Page excerpt
The real problem right now is you can't unstake any eth you have staked. The developers promise it's coming soon, but personally I wouldn't stake any until then.
Given that they successfully transitioned an entire consensus change and things didn't implode (yet), I'm feeling a bit more optimistic that they can do withdrawals.
In practice: pretty simple. You can do it at home if you have decently reliable internet and power.
You don't need five nines of uptime, you need like, two.
You don't get subject to slashing for your node going offline, you only get slashed if your node is doing shit out of consensus like actively cooperating in double spends.
Remember that Visa transactions are not equal to Bitcoin/Ethereum transactions. A visa transaction is just a promise of payment at some future date, probably. That's why they can have such a high rate. Bitcoin and Ethereum transactions are settled cash in your wallet. Apples and oranges.
Bitcoin has the lightning network based on Bitcoin smart contracts that can do Visa-like rates of Visa-like transactions. I don't know if Ethereum has anything like that.
I suggest checking the /r/ethstaker/ (https://www.reddit.com/r/ethstaker/) community if you are interested in staking. I've been staking from genesis block and has required very little upkeep. Dive in!
Its about as difficult as setting up an Ubuntu desktop PC. Can get a NUC + 16gb ram + 2TB SSD and that will be more than enough.
For software Rocketpool has a really nice guide + configuration GUI, and you only need 16eth for it and you get more rewards than from a normal staking node. It's still fully self custodial.
Over many years, the 32 ETH limit really screws everyone in the world who can’t afford to stake $40k USD.
Choices are: use custodial staking (share your keys with custodian - risky), use non-custodial staking (keeps your keys private but has costs e.g. Lido charges 10% of your staking rewards), use an L2 coin (risks), use a financial proxy for Etherium (ugggh).
I guess running your own node means you can’t use a cold wallet, so security costs/risks are high?

Dataset content

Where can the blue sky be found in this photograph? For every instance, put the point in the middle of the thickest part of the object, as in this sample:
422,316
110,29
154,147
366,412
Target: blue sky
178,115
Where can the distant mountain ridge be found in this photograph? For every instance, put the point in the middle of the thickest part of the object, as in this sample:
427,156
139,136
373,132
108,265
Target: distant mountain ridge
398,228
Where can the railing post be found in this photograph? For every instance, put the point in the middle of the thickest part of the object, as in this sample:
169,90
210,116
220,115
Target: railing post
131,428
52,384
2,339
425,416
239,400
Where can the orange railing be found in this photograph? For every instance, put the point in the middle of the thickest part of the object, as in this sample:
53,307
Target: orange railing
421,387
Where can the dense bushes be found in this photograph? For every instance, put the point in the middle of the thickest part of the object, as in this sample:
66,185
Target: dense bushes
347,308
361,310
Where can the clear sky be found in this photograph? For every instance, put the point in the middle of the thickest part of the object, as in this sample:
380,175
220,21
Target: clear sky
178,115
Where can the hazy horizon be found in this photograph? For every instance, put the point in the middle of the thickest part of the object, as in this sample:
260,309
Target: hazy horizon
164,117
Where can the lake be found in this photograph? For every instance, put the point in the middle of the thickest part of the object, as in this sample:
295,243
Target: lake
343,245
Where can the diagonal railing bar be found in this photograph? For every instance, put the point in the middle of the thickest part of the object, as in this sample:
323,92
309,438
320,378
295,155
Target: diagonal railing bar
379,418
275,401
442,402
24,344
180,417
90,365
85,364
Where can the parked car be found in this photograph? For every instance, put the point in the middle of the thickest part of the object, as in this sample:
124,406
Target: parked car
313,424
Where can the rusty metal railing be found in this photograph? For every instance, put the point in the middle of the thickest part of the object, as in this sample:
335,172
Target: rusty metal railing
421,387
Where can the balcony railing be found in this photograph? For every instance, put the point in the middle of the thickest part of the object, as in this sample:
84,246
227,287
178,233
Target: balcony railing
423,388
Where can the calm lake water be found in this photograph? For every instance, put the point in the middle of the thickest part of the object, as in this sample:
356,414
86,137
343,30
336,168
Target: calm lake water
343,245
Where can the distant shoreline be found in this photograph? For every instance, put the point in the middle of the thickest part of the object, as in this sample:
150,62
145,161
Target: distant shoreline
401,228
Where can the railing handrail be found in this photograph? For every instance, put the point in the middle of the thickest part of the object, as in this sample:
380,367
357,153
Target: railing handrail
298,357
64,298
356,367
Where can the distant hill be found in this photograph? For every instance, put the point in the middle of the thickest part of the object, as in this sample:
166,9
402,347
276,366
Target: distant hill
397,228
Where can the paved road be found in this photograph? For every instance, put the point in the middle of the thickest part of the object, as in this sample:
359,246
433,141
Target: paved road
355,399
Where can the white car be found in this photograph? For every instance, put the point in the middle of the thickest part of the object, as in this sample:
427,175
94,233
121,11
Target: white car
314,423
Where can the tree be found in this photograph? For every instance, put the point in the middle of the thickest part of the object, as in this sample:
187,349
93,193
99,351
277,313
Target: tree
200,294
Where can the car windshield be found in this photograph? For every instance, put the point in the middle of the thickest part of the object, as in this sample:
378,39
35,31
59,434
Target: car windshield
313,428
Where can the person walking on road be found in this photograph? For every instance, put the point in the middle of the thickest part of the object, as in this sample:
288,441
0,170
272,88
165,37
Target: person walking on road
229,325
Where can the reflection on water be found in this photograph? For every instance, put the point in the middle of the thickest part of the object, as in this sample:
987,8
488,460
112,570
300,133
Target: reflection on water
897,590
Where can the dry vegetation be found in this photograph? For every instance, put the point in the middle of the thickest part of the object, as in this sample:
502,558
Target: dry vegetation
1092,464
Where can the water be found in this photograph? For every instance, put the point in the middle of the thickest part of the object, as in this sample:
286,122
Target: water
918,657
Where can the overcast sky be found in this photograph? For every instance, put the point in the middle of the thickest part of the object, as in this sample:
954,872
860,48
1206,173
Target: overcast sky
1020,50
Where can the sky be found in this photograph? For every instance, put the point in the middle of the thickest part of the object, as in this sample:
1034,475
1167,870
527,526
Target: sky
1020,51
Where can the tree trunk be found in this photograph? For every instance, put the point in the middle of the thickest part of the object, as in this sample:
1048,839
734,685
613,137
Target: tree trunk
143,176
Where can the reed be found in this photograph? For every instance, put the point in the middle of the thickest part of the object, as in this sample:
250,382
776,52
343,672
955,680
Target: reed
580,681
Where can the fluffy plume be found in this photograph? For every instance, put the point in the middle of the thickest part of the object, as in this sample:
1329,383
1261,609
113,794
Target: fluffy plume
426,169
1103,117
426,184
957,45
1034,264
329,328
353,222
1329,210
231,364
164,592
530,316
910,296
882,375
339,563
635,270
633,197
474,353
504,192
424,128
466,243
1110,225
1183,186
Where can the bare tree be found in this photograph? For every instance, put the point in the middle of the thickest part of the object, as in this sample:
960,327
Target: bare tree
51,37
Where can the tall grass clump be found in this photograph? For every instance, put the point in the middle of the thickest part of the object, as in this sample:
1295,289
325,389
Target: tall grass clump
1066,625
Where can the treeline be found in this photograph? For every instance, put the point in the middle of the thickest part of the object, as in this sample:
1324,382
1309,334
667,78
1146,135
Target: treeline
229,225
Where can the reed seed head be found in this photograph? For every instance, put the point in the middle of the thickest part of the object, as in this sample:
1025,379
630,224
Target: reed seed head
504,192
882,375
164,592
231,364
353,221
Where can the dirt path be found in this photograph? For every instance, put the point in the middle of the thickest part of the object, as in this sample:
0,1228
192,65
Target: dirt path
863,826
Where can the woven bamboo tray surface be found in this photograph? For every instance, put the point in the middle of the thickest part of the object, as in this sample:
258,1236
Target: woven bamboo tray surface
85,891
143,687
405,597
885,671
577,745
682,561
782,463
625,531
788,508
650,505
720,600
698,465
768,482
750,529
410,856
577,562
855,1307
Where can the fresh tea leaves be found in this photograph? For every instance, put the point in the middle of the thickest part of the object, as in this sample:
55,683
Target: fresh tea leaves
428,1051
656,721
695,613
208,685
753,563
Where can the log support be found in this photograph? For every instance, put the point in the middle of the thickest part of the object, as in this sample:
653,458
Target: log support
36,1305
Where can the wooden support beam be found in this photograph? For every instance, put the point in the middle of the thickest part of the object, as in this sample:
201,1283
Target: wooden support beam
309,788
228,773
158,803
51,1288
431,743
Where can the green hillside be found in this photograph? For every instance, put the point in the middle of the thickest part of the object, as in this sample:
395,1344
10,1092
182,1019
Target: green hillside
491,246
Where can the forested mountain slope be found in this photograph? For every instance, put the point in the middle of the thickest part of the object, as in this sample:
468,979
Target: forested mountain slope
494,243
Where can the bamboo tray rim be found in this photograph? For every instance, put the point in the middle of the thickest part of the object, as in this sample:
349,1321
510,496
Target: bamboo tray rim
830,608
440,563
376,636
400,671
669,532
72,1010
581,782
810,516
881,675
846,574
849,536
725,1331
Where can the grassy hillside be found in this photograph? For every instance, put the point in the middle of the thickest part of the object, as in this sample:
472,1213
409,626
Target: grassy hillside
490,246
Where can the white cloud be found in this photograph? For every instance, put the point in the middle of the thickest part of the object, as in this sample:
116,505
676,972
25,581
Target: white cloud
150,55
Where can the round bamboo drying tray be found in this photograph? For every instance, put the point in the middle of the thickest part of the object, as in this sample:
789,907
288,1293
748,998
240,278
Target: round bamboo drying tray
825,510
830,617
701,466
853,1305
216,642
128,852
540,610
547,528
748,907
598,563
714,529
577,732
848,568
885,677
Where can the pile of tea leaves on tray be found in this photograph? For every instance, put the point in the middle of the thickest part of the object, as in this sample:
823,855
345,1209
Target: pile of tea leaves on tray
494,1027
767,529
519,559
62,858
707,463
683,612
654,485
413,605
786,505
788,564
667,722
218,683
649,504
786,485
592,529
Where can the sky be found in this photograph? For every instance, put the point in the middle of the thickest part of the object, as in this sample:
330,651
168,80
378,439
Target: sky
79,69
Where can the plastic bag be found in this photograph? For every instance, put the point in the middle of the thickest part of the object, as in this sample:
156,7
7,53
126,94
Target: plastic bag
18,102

Work request
Continue the Ethereum staking discussion above from its last comment.

Written response
> Choices are: use custodial staking (share your keys with custodian - risky), use non-custodial staking (keeps your keys private but has costs e.g. Lido charges 10% of your staking rewards), use an L2 coin (risks), use a financial proxy for Etherium (ugggh).
Rocketpool is non-custodial, allows you to run your own node with about 17.6 eth (16 eth + 1.6 eth worth of their token), and then earn a commission from the folks contributing the other 16 eth and not running a node. There is a decent amount of smart contract risk and risk around the value of the token, but it is a generally working protocol.
> I guess running your own node means you can’t use a cold wallet, so security costs/risks are high?
To answer the security concern - The staking keys can only be used for validation activities, and can't be used to spend the funds. When depositing the stake, you can specify a normal ethereum address where withdrawn funds will go to, and that address can be controlled with a hardware or cold paper wallet/signer. The worst an attacker who compromised your node and took your staking keys could do is get you slashed (a little more then a 1 eth penalty in normal circumstances), which would be of no benefit to them.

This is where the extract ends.